EXERCISE OBJECTIVE –
Please begin at the line that has "target: pectoral fin" and stop at the end of the records, then write those lines out again with "pectoral fin" swapped for "dorsal fin" and everything else left unchanged.

:: AVAILABLE DATA

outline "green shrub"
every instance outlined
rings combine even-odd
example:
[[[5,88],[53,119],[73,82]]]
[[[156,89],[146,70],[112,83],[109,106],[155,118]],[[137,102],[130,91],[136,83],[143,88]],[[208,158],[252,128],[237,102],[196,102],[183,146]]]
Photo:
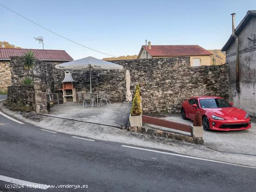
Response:
[[[24,85],[33,85],[33,79],[29,77],[26,77],[23,79]]]
[[[139,84],[137,84],[136,85],[136,86],[135,87],[135,93],[136,93],[136,92],[138,91],[139,92],[139,96],[141,96],[141,87],[140,87],[140,85],[139,85]]]
[[[7,91],[0,90],[0,95],[7,95]]]
[[[22,60],[25,69],[29,70],[34,68],[35,63],[35,56],[33,51],[28,51],[26,52],[22,56]]]
[[[131,109],[132,116],[140,115],[141,114],[141,98],[137,90],[134,95],[133,100],[133,105]]]

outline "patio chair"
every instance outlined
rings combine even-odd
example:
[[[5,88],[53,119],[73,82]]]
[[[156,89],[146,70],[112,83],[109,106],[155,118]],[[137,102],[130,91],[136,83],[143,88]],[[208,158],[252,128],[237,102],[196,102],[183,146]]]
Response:
[[[99,95],[99,97],[101,99],[100,100],[100,106],[101,105],[101,106],[103,106],[104,102],[106,101],[106,102],[108,104],[108,107],[110,107],[109,104],[108,104],[108,98],[107,98],[107,94],[105,93],[105,92],[102,91],[101,92],[101,94]]]
[[[91,104],[91,106],[92,106],[92,102],[93,100],[92,99],[92,97],[91,97],[91,93],[83,93],[83,108],[84,108],[84,104],[85,103],[85,108],[87,107],[87,102],[89,102]]]
[[[105,97],[106,98],[106,99],[107,101],[108,101],[108,103],[110,104],[110,106],[112,106],[112,104],[111,104],[111,102],[110,102],[110,99],[111,99],[111,96],[112,94],[112,92],[109,92],[107,93],[106,93],[105,95]]]

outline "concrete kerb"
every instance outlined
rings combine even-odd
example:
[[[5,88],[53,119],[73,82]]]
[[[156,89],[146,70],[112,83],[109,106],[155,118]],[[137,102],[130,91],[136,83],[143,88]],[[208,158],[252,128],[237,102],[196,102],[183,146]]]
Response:
[[[203,139],[201,138],[195,138],[172,132],[164,131],[157,128],[149,128],[140,126],[130,126],[128,131],[151,135],[159,138],[169,138],[181,141],[187,141],[196,144],[203,145]]]

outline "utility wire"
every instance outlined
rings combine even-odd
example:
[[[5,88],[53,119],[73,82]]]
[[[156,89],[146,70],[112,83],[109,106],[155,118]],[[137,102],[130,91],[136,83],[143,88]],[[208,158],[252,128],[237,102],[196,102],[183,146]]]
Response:
[[[88,46],[84,46],[83,45],[81,44],[80,43],[77,43],[77,42],[74,41],[73,41],[73,40],[70,40],[70,39],[67,39],[67,38],[66,38],[66,37],[63,37],[63,36],[62,36],[62,35],[59,34],[58,34],[58,33],[55,33],[55,32],[54,32],[53,31],[51,31],[51,30],[49,30],[49,29],[48,29],[47,28],[46,28],[46,27],[44,27],[44,26],[41,26],[41,25],[39,25],[39,24],[38,24],[36,23],[35,23],[35,22],[34,22],[33,21],[32,21],[32,20],[29,20],[29,19],[27,18],[26,17],[24,17],[24,16],[21,15],[21,14],[15,12],[14,11],[13,11],[12,9],[10,9],[10,8],[7,7],[5,7],[5,6],[4,6],[3,5],[2,5],[2,4],[0,4],[0,5],[1,6],[2,6],[2,7],[5,7],[6,9],[8,9],[8,10],[11,11],[12,12],[14,13],[17,14],[18,15],[19,15],[19,16],[20,16],[20,17],[23,18],[24,19],[25,19],[27,20],[28,21],[31,22],[31,23],[34,23],[34,24],[38,26],[39,26],[40,27],[41,27],[41,28],[42,28],[43,29],[45,29],[46,30],[47,30],[47,31],[49,31],[49,32],[51,32],[51,33],[53,33],[55,34],[56,35],[58,35],[58,36],[60,36],[60,37],[62,37],[62,38],[64,38],[64,39],[65,39],[66,40],[68,40],[68,41],[71,41],[71,42],[72,42],[72,43],[75,43],[76,44],[77,44],[77,45],[80,45],[80,46],[83,46],[84,47],[85,47],[85,48],[87,48],[87,49],[90,49],[90,50],[91,50],[95,51],[95,52],[98,52],[98,53],[101,53],[107,55],[111,56],[112,56],[112,57],[116,57],[116,56],[114,56],[114,55],[110,55],[110,54],[109,54],[106,53],[105,53],[101,52],[101,51],[96,50],[95,50],[95,49],[92,49],[91,48],[88,47]]]

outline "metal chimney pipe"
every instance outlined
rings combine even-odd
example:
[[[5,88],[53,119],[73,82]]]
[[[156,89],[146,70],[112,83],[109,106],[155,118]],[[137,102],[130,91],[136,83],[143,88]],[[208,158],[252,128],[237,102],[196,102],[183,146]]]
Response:
[[[233,13],[232,15],[232,35],[235,35],[235,15],[236,13]]]
[[[148,43],[147,43],[147,40],[146,40],[146,48],[148,49]]]
[[[237,92],[240,93],[240,69],[239,69],[239,44],[238,41],[238,37],[235,34],[235,13],[233,13],[232,15],[232,36],[236,40],[236,89]]]

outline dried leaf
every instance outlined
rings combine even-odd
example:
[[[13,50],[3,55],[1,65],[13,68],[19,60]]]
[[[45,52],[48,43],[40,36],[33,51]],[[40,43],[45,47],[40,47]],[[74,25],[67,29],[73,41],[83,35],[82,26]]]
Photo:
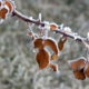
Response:
[[[49,65],[49,53],[44,49],[39,50],[36,56],[37,62],[40,69],[46,68]]]
[[[59,50],[58,50],[58,47],[57,47],[55,40],[52,40],[52,39],[46,39],[46,40],[44,40],[44,46],[49,46],[49,47],[52,49],[52,51],[55,52],[55,53],[52,55],[52,58],[53,58],[53,59],[55,59],[55,57],[58,58],[58,52],[59,52]]]
[[[58,71],[58,65],[49,63],[49,67],[53,69],[53,71]]]
[[[63,46],[65,46],[65,42],[67,41],[67,37],[62,37],[60,38],[60,40],[58,41],[58,48],[59,50],[62,50],[63,49]]]
[[[58,24],[57,24],[57,23],[50,23],[50,29],[51,29],[51,30],[58,29]]]
[[[86,79],[86,75],[83,73],[83,69],[73,71],[73,75],[79,80]]]
[[[89,62],[87,61],[86,66],[85,66],[85,75],[87,77],[89,77]]]
[[[43,44],[43,39],[39,38],[34,40],[34,48],[39,48],[39,49],[43,49],[44,44]]]
[[[8,6],[8,8],[9,8],[9,12],[11,12],[11,10],[13,9],[12,3],[11,3],[10,1],[6,0],[6,1],[4,1],[4,4]]]
[[[0,9],[0,18],[6,18],[8,10],[6,8]]]
[[[85,68],[86,65],[86,58],[81,57],[75,60],[68,61],[72,70],[81,70]]]

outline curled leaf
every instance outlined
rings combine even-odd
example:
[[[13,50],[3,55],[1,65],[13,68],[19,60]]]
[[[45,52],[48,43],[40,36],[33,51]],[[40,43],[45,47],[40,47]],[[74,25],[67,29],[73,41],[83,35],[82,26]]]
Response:
[[[6,8],[0,9],[0,18],[6,18],[8,10]]]
[[[53,71],[58,71],[58,65],[49,63],[49,67],[53,69]]]
[[[58,29],[58,24],[57,24],[57,23],[50,23],[50,29],[51,29],[51,30]]]
[[[43,39],[38,38],[34,40],[34,48],[39,48],[39,49],[43,49],[44,44],[43,44]]]
[[[56,53],[51,55],[51,60],[55,60],[55,59],[58,59],[58,58],[59,58],[58,55],[56,55]]]
[[[86,79],[86,75],[83,73],[83,69],[73,71],[73,75],[79,80]]]
[[[62,37],[60,38],[60,40],[58,41],[58,48],[59,50],[62,50],[63,49],[63,46],[65,46],[65,42],[67,41],[67,37]]]
[[[86,58],[81,57],[75,60],[68,61],[72,70],[81,70],[85,68],[86,65]]]
[[[4,4],[8,6],[8,8],[9,8],[9,12],[11,12],[12,9],[13,9],[12,3],[11,3],[9,0],[6,0],[6,1],[4,1]]]
[[[57,43],[56,43],[55,40],[46,39],[44,40],[44,46],[48,46],[48,47],[50,47],[52,49],[52,51],[53,51],[53,55],[51,56],[52,59],[58,58],[59,50],[58,50],[58,47],[57,47]]]
[[[89,62],[87,62],[85,66],[85,75],[89,77]]]
[[[40,69],[46,68],[49,65],[49,53],[44,49],[39,50],[36,56],[36,60]]]

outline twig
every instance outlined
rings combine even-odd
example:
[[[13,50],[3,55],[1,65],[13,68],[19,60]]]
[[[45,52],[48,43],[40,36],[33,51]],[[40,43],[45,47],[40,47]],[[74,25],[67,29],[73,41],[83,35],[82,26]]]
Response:
[[[12,14],[16,16],[16,17],[18,17],[19,19],[26,21],[26,22],[31,22],[31,23],[44,27],[44,22],[39,21],[39,20],[34,20],[34,19],[30,19],[29,17],[22,14],[21,12],[17,11],[17,10],[14,10],[12,12]],[[60,30],[60,27],[59,27],[59,29],[53,30],[53,31],[56,31],[57,33],[61,33],[63,36],[67,36],[69,38],[75,39],[75,36],[72,36],[72,33],[63,32],[62,30]],[[80,36],[78,36],[77,39],[75,39],[75,40],[80,41],[80,42],[85,41],[85,42],[89,43],[89,39],[88,38],[82,38]]]

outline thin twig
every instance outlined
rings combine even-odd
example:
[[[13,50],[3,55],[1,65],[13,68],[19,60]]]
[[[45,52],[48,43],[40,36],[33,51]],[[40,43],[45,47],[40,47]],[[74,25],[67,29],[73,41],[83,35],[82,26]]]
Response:
[[[44,22],[39,21],[39,20],[34,20],[34,19],[30,19],[29,17],[22,14],[21,12],[17,11],[17,10],[14,10],[14,11],[12,12],[12,14],[16,16],[16,17],[18,17],[19,19],[26,21],[26,22],[31,22],[31,23],[34,23],[34,24],[44,27]],[[61,34],[65,34],[65,36],[67,36],[67,37],[69,37],[69,38],[75,39],[75,36],[72,36],[72,33],[63,32],[62,30],[60,30],[60,27],[59,27],[58,30],[53,30],[53,31],[56,31],[57,33],[61,33]],[[77,41],[80,41],[80,42],[85,41],[85,42],[88,42],[88,43],[89,43],[89,39],[88,39],[88,38],[82,38],[82,37],[80,37],[80,36],[77,37],[76,40],[77,40]]]

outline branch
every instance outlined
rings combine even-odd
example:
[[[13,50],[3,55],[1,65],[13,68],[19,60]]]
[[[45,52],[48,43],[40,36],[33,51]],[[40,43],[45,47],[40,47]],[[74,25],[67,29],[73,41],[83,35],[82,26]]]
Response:
[[[34,23],[34,24],[37,24],[37,26],[42,26],[42,27],[46,26],[44,22],[39,21],[39,20],[34,20],[34,19],[30,19],[29,17],[23,16],[22,13],[20,13],[20,12],[17,11],[17,10],[14,10],[14,11],[12,12],[12,16],[18,17],[19,19],[21,19],[21,20],[23,20],[23,21],[26,21],[26,22],[31,22],[31,23]],[[83,37],[80,37],[80,36],[75,36],[73,33],[65,32],[65,31],[60,30],[60,27],[59,27],[59,29],[53,30],[53,31],[56,31],[57,33],[61,33],[61,34],[63,34],[63,36],[67,36],[67,37],[69,37],[69,38],[72,38],[72,39],[75,39],[75,40],[77,40],[77,41],[80,41],[80,42],[85,41],[85,42],[89,43],[89,38],[83,38]]]

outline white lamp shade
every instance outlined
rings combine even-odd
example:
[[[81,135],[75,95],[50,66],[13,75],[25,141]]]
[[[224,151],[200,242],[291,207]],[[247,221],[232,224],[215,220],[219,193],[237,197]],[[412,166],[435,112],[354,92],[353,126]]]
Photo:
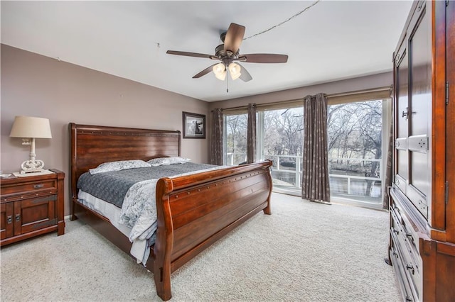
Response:
[[[225,67],[223,63],[218,63],[215,65],[213,65],[212,69],[213,70],[213,73],[216,74],[220,74],[225,71]]]
[[[237,79],[242,75],[240,71],[242,68],[238,64],[230,63],[229,65],[229,73],[230,74],[230,77],[232,79]]]
[[[225,79],[226,78],[226,71],[225,70],[224,72],[220,72],[219,74],[215,74],[215,77],[216,77],[217,79],[221,81],[224,81]]]
[[[52,138],[49,120],[31,116],[16,116],[14,118],[9,136],[26,138]]]

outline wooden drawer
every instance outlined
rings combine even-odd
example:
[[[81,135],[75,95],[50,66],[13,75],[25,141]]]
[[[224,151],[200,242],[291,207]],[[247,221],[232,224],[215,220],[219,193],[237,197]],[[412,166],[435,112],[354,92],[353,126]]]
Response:
[[[0,182],[0,247],[50,232],[65,233],[65,174],[51,171]]]
[[[397,240],[395,235],[391,233],[392,244],[390,245],[390,250],[389,251],[390,259],[392,260],[392,265],[397,275],[397,279],[398,281],[398,286],[401,289],[400,292],[403,301],[418,301],[415,298],[412,293],[411,286],[410,285],[409,280],[406,276],[406,272],[405,271],[405,264],[403,262],[402,255],[397,247]]]
[[[57,181],[55,179],[24,181],[16,184],[2,185],[1,202],[14,201],[32,196],[55,194],[56,192]]]

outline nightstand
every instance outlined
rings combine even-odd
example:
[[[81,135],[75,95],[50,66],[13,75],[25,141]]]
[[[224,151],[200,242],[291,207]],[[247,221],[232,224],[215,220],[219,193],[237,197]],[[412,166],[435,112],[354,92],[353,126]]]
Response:
[[[65,173],[0,179],[0,246],[57,231],[65,233]]]

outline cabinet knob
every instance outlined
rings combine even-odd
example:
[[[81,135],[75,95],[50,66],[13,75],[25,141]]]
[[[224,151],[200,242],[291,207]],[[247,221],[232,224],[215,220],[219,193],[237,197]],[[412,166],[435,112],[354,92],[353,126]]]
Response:
[[[406,264],[406,269],[411,271],[411,274],[414,274],[414,267],[412,264]]]
[[[409,233],[406,233],[406,237],[407,237],[411,241],[414,242],[414,237]]]

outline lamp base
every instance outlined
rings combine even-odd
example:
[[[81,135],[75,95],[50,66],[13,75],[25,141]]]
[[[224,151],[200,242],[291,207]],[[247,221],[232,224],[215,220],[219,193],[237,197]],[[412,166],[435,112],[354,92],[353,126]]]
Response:
[[[23,162],[22,164],[21,164],[21,174],[25,174],[26,173],[42,172],[44,171],[43,169],[44,168],[44,162],[40,160],[35,160],[33,158]]]

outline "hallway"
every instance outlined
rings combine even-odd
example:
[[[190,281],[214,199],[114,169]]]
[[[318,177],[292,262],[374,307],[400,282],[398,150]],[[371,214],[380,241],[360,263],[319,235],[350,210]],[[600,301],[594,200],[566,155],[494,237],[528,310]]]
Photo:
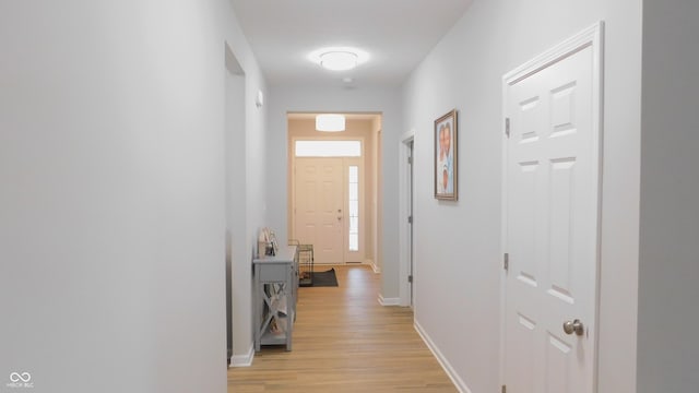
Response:
[[[335,271],[340,287],[299,288],[294,349],[263,347],[252,367],[230,368],[228,392],[455,392],[412,311],[378,303],[381,276]]]

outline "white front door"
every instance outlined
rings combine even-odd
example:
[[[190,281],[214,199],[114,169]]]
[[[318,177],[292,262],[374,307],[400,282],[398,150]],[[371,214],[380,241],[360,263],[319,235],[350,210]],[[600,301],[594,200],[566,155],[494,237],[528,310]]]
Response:
[[[296,158],[295,233],[316,263],[344,263],[343,158]]]
[[[503,383],[595,391],[599,26],[505,78]],[[572,323],[579,321],[579,323]],[[569,322],[565,329],[564,324]]]

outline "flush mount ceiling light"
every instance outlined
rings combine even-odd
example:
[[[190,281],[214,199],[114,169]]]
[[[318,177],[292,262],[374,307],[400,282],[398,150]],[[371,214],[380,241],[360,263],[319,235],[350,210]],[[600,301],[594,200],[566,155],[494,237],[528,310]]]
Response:
[[[369,55],[356,48],[333,47],[315,50],[308,59],[328,70],[346,71],[366,62]]]
[[[337,132],[345,130],[345,117],[342,115],[325,114],[316,116],[316,130]]]

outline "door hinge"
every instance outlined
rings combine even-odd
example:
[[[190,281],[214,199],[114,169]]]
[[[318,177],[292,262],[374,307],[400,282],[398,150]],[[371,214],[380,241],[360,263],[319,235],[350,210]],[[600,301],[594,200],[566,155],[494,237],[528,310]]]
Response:
[[[510,138],[510,118],[505,118],[505,134]]]

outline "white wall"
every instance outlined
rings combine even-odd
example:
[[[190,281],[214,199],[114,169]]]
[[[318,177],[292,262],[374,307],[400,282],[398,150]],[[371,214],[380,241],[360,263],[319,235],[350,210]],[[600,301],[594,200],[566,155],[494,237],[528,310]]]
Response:
[[[222,2],[222,15],[234,13],[229,1]],[[230,102],[234,106],[242,105],[245,110],[244,124],[239,120],[233,121],[230,153],[235,167],[232,168],[236,176],[233,182],[232,196],[234,199],[232,213],[233,239],[233,307],[234,307],[234,336],[233,350],[234,366],[247,366],[252,361],[252,258],[257,250],[259,229],[266,226],[265,199],[269,184],[264,180],[266,172],[266,106],[257,107],[258,92],[268,95],[266,84],[254,55],[242,34],[235,15],[223,21],[225,26],[224,37],[230,48],[235,60],[245,76],[234,76],[230,86],[235,95]],[[223,48],[223,45],[222,45]],[[222,49],[223,50],[223,49]],[[245,81],[240,81],[244,78]],[[242,86],[241,86],[242,84]],[[239,90],[245,91],[239,96]],[[242,100],[242,102],[241,102]],[[230,110],[230,108],[229,108]],[[240,108],[234,108],[234,111]],[[235,114],[234,114],[235,118]],[[244,127],[240,130],[239,127]],[[240,134],[244,132],[244,134]],[[240,156],[242,155],[242,157]],[[244,178],[240,178],[242,176]]]
[[[224,24],[224,0],[0,2],[0,390],[226,391],[224,40],[263,81]]]
[[[499,390],[501,76],[606,22],[600,392],[636,391],[640,2],[476,1],[404,87],[415,130],[415,320],[464,391]],[[433,196],[433,124],[460,115],[459,201]]]
[[[277,237],[287,239],[287,134],[286,114],[288,111],[339,111],[339,112],[382,112],[383,174],[398,172],[398,138],[403,132],[401,126],[401,102],[394,88],[331,88],[313,86],[272,86],[270,94],[268,183],[268,219],[277,228]],[[394,142],[395,141],[395,142]],[[398,177],[384,175],[380,184],[384,201],[398,201]],[[386,203],[382,209],[382,286],[387,298],[398,298],[398,203]]]
[[[638,392],[699,386],[699,3],[643,1]]]

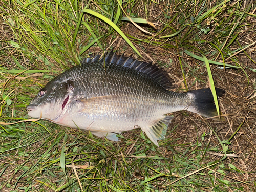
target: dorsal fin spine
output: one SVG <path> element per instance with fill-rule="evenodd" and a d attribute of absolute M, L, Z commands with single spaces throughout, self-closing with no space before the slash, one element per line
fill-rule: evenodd
<path fill-rule="evenodd" d="M 148 63 L 139 61 L 133 59 L 132 55 L 125 57 L 124 54 L 124 53 L 121 55 L 118 55 L 116 54 L 116 52 L 114 52 L 113 50 L 111 50 L 108 53 L 105 53 L 105 57 L 102 57 L 100 59 L 101 54 L 99 54 L 94 57 L 84 59 L 81 62 L 82 64 L 89 62 L 102 62 L 104 59 L 106 63 L 121 65 L 145 74 L 153 78 L 165 89 L 172 89 L 173 87 L 172 80 L 168 74 L 157 65 L 152 65 L 152 62 Z"/>

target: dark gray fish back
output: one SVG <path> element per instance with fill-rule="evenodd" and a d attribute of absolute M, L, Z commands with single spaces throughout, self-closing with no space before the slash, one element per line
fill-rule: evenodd
<path fill-rule="evenodd" d="M 125 67 L 133 69 L 136 71 L 146 74 L 148 76 L 155 79 L 161 86 L 166 90 L 173 88 L 172 80 L 168 73 L 160 69 L 152 62 L 140 61 L 133 59 L 131 56 L 125 57 L 124 54 L 118 55 L 111 50 L 103 57 L 100 58 L 100 55 L 98 54 L 94 57 L 84 58 L 81 62 L 82 65 L 90 62 L 103 62 L 110 64 L 120 65 Z"/>

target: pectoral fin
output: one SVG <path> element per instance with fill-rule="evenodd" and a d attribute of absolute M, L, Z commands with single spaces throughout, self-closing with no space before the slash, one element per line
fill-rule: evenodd
<path fill-rule="evenodd" d="M 157 146 L 158 140 L 164 139 L 166 134 L 168 125 L 173 117 L 170 116 L 163 116 L 161 119 L 158 119 L 151 126 L 143 129 L 148 138 Z"/>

::::

FULL SOLUTION –
target: dorsal fin
output: one SVG <path> element per instance with fill-rule="evenodd" and a d attribute of absolute M, L, Z commands with single spaces throughout, self-closing with no space before the slash, one element per line
fill-rule: evenodd
<path fill-rule="evenodd" d="M 157 146 L 158 140 L 164 139 L 166 134 L 168 125 L 173 117 L 170 116 L 163 116 L 161 119 L 158 119 L 151 126 L 143 129 L 148 138 Z"/>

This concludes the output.